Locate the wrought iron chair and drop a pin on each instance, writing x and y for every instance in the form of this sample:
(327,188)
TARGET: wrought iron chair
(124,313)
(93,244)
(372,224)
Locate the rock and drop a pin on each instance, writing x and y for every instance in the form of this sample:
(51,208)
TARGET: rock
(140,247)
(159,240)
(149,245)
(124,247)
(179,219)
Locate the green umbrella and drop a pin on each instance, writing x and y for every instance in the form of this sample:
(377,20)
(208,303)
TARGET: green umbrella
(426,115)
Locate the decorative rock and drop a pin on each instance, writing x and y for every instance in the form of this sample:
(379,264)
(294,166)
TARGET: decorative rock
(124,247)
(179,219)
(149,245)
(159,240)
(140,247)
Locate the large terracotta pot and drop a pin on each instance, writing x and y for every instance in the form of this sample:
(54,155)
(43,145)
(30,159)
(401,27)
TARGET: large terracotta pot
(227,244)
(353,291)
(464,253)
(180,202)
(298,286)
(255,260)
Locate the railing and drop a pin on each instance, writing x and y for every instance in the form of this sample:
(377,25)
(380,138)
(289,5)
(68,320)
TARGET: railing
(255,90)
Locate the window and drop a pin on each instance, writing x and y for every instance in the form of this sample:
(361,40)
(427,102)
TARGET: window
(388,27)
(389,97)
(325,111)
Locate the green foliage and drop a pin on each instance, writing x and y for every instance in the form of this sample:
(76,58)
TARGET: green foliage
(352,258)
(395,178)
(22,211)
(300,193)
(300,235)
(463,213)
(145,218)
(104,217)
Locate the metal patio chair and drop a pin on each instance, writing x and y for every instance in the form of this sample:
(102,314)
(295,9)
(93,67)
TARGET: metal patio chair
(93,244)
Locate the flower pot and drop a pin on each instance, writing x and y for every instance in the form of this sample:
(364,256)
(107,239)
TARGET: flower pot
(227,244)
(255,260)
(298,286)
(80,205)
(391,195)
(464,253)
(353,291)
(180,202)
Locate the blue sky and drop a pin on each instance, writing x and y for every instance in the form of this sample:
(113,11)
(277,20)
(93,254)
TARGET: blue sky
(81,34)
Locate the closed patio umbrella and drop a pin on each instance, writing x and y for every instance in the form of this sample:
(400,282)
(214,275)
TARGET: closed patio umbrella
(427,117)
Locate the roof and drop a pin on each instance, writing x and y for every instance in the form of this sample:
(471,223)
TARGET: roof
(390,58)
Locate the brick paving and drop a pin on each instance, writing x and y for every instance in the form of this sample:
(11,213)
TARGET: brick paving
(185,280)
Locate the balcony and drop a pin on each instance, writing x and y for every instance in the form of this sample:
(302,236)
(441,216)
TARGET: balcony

========================================================================

What needs to be done:
Print from the line containing "Locate the blue" to the last line above, exactly as written.

Written response:
Locate the blue sky and drop a pin on each instance, writing x and y for every instance in the form of this sample:
(113,11)
(277,20)
(93,254)
TARGET: blue sky
(81,34)
Locate the closed patio umbrella and drop a pin on each instance, writing x and y for every instance in the form of this sample:
(400,282)
(214,275)
TARGET: closed patio umbrella
(427,117)
Locate the roof and drop a pin on each instance, writing x and y for every instance in the form of this sample:
(471,223)
TARGET: roof
(390,58)
Locate the brick paving and drop a pin on each instance, writing x and y for every instance in the form of this sample:
(11,213)
TARGET: brick paving
(185,280)
Locate the balcony and drop a pin on each instance, writing x and y for every instance in the form of this sample:
(302,236)
(441,216)
TARGET: balcony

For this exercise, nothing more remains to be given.